◆ **Task**: Rewrite the records below as a JSON list of strings, one string per line and no strings for blank lines. Cover every record.

◆ **Record list**:
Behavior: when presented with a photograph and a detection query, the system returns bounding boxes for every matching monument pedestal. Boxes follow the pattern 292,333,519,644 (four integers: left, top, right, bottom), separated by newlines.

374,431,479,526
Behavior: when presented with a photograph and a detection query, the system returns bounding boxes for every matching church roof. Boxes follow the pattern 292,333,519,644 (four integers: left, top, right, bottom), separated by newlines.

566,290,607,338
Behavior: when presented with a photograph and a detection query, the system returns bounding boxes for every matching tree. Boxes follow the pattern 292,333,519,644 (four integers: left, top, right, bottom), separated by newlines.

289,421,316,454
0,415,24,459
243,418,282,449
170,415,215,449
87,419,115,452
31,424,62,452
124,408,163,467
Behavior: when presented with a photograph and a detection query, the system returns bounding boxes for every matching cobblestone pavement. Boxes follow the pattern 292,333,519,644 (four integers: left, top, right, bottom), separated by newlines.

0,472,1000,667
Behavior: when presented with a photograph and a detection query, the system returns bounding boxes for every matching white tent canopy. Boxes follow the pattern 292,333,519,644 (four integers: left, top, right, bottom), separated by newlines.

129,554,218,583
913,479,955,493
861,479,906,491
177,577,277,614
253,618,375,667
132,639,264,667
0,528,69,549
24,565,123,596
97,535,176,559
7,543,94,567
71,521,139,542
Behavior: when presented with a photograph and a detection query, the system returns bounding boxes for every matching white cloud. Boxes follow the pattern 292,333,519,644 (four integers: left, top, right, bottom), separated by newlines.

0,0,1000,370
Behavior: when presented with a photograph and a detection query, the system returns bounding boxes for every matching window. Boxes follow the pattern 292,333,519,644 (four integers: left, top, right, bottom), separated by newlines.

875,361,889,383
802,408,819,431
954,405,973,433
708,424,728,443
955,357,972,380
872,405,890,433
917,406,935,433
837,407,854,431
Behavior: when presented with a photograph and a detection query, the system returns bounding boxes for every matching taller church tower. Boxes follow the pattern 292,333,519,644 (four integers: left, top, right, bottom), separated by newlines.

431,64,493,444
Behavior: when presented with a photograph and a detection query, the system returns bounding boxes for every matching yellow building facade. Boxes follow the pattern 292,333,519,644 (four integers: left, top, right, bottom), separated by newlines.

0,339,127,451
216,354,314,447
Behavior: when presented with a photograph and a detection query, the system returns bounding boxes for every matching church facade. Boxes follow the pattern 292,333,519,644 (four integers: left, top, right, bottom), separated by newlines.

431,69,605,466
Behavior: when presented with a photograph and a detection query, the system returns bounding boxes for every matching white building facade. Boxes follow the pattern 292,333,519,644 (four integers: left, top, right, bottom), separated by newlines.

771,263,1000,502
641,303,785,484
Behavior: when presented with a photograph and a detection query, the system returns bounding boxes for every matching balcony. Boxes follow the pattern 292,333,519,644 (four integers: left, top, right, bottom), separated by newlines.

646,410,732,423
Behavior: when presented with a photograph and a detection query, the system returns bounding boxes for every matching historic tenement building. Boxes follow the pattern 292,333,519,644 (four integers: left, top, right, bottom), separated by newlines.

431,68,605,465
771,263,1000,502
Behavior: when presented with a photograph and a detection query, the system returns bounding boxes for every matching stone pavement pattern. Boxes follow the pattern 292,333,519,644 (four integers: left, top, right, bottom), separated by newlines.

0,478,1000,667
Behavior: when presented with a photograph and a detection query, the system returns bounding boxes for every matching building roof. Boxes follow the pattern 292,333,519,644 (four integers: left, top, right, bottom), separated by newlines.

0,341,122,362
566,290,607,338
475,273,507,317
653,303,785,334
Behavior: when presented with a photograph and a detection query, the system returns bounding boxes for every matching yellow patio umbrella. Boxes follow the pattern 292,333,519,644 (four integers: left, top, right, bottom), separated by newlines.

◆ **Result of this task**:
[
  "Behavior: when presented with a photograph and a detection query, the system returns bounding boxes for every matching monument pedestal. Boxes follow the pattern 292,333,519,644 (four integers: left, top, right, bottom), separated by newlines.",
  "374,431,479,526",
  "Behavior: when presented with a photograph and a detection query, the system returns bounding boxes for every matching church roof. Boxes follow the pattern 292,333,519,644 (four integers: left, top, right, bottom), separated by newlines.",
  "566,290,607,338",
  "Behavior: when presented with a photograph and a detection query, the system returns bounding boxes for every matching tree. Boxes follow the pattern 292,333,519,644 (four integers: left, top, right, bottom), separated by newlines.",
  "289,421,316,454",
  "0,415,24,459",
  "243,418,282,449",
  "170,415,215,449",
  "87,419,115,452",
  "31,424,62,452",
  "124,408,163,467",
  "Behavior: when presented with a photograph and a detection query, the system returns bounding boxes for every matching cobblestone pavement. Boxes follow the pattern 292,333,519,644 (four integers: left, top, right, bottom), separated by newlines.",
  "0,472,1000,667",
  "Behavior: when presented with a photograph and a detection query, the system returns bounding boxes for every matching white tent canopy. Boxes follow the pattern 292,333,519,644 (four integers: left, top, right, bottom), separated by newlines.",
  "129,554,218,583",
  "913,479,955,493",
  "861,479,906,491",
  "177,577,277,614",
  "253,618,375,667",
  "132,639,264,667",
  "0,528,69,549",
  "24,565,123,596",
  "97,535,176,559",
  "7,543,94,567",
  "71,521,139,542",
  "Behavior: when presented with a photograph and a detection query, the system returns bounding boxes for every matching white cloud. Boxes follow the pattern 292,333,519,644 (four integers: left, top, right, bottom), separated by newlines.",
  "0,0,1000,370",
  "Behavior: when presented with a photograph and a detection query, the system returns bounding boxes for every matching window. Boxes follow the pattern 292,333,519,644 (four integers: left, top, right, bottom), separated by newlines.",
  "875,361,889,383",
  "802,408,819,431",
  "954,405,973,433",
  "708,424,728,443",
  "955,357,972,380",
  "872,405,890,433",
  "917,406,935,433",
  "837,407,854,431",
  "Behavior: when presented with a photograph and a detection query, the system returns bounding boxes for every matching taller church tower. Boxes follow the pattern 292,333,519,644 (four integers: left, top, right, bottom), separated by newlines.",
  "431,64,493,444",
  "Behavior: when presented with a photograph and a detection query, the system returns bounding boxes for every matching yellow building facade. Boxes follow the pattern 292,333,519,644 (four integers: left, top, right, bottom), separated by newlines.",
  "0,339,127,451",
  "216,354,314,447",
  "Behavior: when presented with a photograph and a detection query, the system returns bounding boxes for every matching church facade. Boxes follow the pattern 292,333,519,644 (four integers: left, top, right, bottom), separated by newlines.",
  "431,69,605,466",
  "Behavior: when presented with a photograph and a detection query, the system returns bounding boxes for every matching white building facade. Boxes follow the pattern 292,333,519,644 (four integers: left, top, right, bottom), separated by newlines.",
  "771,263,1000,502",
  "641,303,785,484",
  "Behavior: when presented with a photograph and a detection query, the system returns bounding boxes for every matching balcony. Boxes follow the pattern 292,333,519,644 (four integers: left, top, right, bottom), separated by newlines.",
  "646,410,732,423",
  "Behavior: when presented with a photograph and a detection query, the system returns bounding boxes for every matching historic tenement building. Boxes follow the pattern 292,333,519,644 (four integers: left, top, right, bottom), separated by newlines.",
  "431,68,605,465",
  "771,263,1000,502",
  "Behavior: when presented with a photograph and a detection query, the system returns bounding boxes for every matching stone pavement pattern. Boxes follow the pattern 292,333,519,644 (four integers: left, top, right, bottom), separated by newlines.",
  "0,478,1000,667",
  "Behavior: when presented with a photograph and a detection query, the system returns bounding boxes for every matching building roof. Boxes follow the pattern 292,333,519,644 (four integers: left, top, right, bottom), separated by newlines.",
  "0,341,122,362",
  "566,290,607,338",
  "475,273,507,317",
  "653,303,785,334",
  "Behavior: when presented with a photograph and a detection query, the system returns bounding boxes for every matching yellow patio umbrella. Boxes follow the pattern 292,333,519,644 (four integers: left, top, right, bottom), separated by newlines."
]